* TÂCHES ET EXERCICES *
#1 Recopiez sans rien changer le passage du texte sur la campagne en Tunisie qui commence à "A deux jours" et se termine à "plus qu'en 2004.".
#2 Répondez brièvement à ces questions sur le texte sur la campagne en Tunisie :
(a) À combien de jours du scrutin le texte a-t-il été écrit ?
(b) Quel ministre a été limogé lors du tirage au sort ?
(c) Dans quel journal l'article cité a-t-il été publié ?
#3 Rédigez la suite du texte sur la campagne en Tunisie, en partant de sa dernière phrase.

* EXTRAIT DU TEXTE *
• • • • • • •

23 octobre 2009

Echos d'une campagne




A deux jours du "scrutin", tous les projecteurs sont braqués sur la Tunisie, ce petit pays de l'Afrique du Nord dont on entend si rarement parler... On ne compte plus les articles, enquêtes et reportages menés par des journalistes étrangers qui décrivent en majorité un système politique fermé dans un pays qui est avancé par rapport à ses voisins sur le plan économique, mais qui recule sur celui des droits et des libertés. Corruption, népotisme, chômage... sont des mots qui sont revenus souvent dans ces articles, cette année plus qu'en 2004.

Le régime tunisien, qui n'a jamais autant manqué de crédibilité aux yeux des observateurs internationaux, réagit en ce moment avec les mêmes méthodes qu'on lui connait pour faire face aux critiques - contribuant ainsi à leur donner plus de crédit :
harcèlement et arrestation de journalistes et de militants tunisiens, reconduite à la frontière de journalistes étrangers, censure des papiers et sites critiques, et multiplication des efforts de propagande pour défendre ce qui est dévenu indéfendable. Un dernier bilan de RSF résume bien la situation. Dans cette bataille de l'image évoquée précédemment, il se justifie par des décisions et des discours ambigus et contradictoires, qui dénotent bien l'état d'angoisse dans lequel les technocrates du régime doivent se trouver actuellement. Le ministre de la communication en a fait les frais :"L’organisation du tirage au sort donnant l’ordre de passage [des candidats] a d’ailleurs valu son poste au ministre de la Communication, limogé sur le champ, pour ne pas avoir tiré la boule du chef de l’Etat de sa poche plus discrètement." RSF.

L'article publié aujourd'hui dans LaPresse tunisienne est d'ailleurs un bel exemple de contradiction. Pour défendre ce régime, devenu expert dans la récupération des référentiels démocratiques occidentaux pour servir son image de démocratie naissante et progressive, l'auteur n'hésite pas à attaquer ces mêmes valeurs de liberté et de démocratie auxquelles pourtant le régime lui-même prétend se référer... Le tout en prenant soin de jouer sur la fibre nationaliste en accusant ses détracteurs d'intentions néo-colonialistes :

"Réveillez-vous, les Tunisiens ne sont plus ces indigènes ignorants à la merci de ces prédateurs blancs venus leur donner des leçons. (...) Quand l’Occident, qui s’érige en chantre de la liberté, piétine les droits de l’Homme, ce cortège d’esprits dits démocratiques préfèrent regarder ailleurs, plus doués pour compter leurs exploits médiatiques que les cadavres des autres. C’est le revers sanglant de la médaille dorée de la liberté à l'occidentale "

• • • • • • •

* DONNÉES FOURNIES *
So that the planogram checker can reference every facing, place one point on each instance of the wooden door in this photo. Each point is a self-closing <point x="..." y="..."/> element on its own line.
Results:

• • • • • • •

* LES RÉSULTATS *
#1
A deux jours du "scrutin", tous les projecteurs sont braqués sur la Tunisie, ce petit pays de l'Afrique du Nord dont on entend si rarement parler... On ne compte plus les articles, enquêtes et reportages menés par des journalistes étrangers qui décrivent en majorité un système politique fermé dans un pays qui est avancé par rapport à ses voisins sur le plan économique, mais qui recule sur celui des droits et des libertés. Corruption, népotisme, chômage... sont des mots qui sont revenus souvent dans ces articles, cette année plus qu'en 2004.

#2
(a) À deux jours du scrutin.
(b) Le ministre de la Communication.
(c) Dans LaPresse tunisienne.

#3
Quelle est alors cette liberté "à la tunisienne" que ce régime dit construire depuis maintenant 22 ans et semble privilégier aux autres modèles? Est-ce celle qu'il a pratiquée au début des années 90 pour réprimer durement toute l'opposition politique, des islamistes à l'extrême gauche? Ou bien peut-être est-ce celle qu'il pratique aujourd'hui pour étouffer le mouvement de contestation qui continue de secouer le bassin minier de Gafsa?

Si l'Occident a bien voulu croire et nous faire croire qu'il fallait accorder du temps à ce régime pour qu'il puisse consolider ses bases économiques et sociales pour ensuite initier la transition démocratique, il est forcé aujourd'hui de constater que ce temps accordé n'a servi qu'à consolider son caractère autoritaire et arbitraire. La transition démocratique tant attendue n'a jamais eu lieu. Bien au contraire, une combinaison de libéralisation économique profitant à une minorité, de répression et de décor démocratique définissent le mieux aujourd'hui ce régime du "changement", si choyé par l'occident pour sa bonne coopération sur les questions sécuritaires, migratoires et de libre échange...Qui croit encore que ce régime peut accoucher d'une quelconque forme de démocratie? Nous sommes face à un système qui ne sait plus se renouveler, qui est en pleine crise identitaire et idéologique, et qui se discrédite lui même en entretenant ses propres contradictions...

Nous avons eu droit dans cette campagne "électorale" à un énorme gâchi de ressources et d'argent pour amuser la galerie avec des tentes, des cirques, des éléphants et des concerts...Nous avons eu droit aussi à un président absent, et à une présidente par intérim qui s'est carrément substituée à son mari pour mener compagne et prendre du galon, sans légitimité aucune, mais avec certainement la volonté de sauvegarder quelques intérêts.

A suivre...

5 commentaires:

يرحم بوك a dit…

Tout est dit !!!

Sarah Ben Hamadi a dit…

vivement la suite :)

Selim a dit…

@ Yarham bouk : Merci et bienvenu!

@ Sarah : Dans la suite, je vais probablement parler de scores à la soviétique et d'autres choses bizarres et étranges..:)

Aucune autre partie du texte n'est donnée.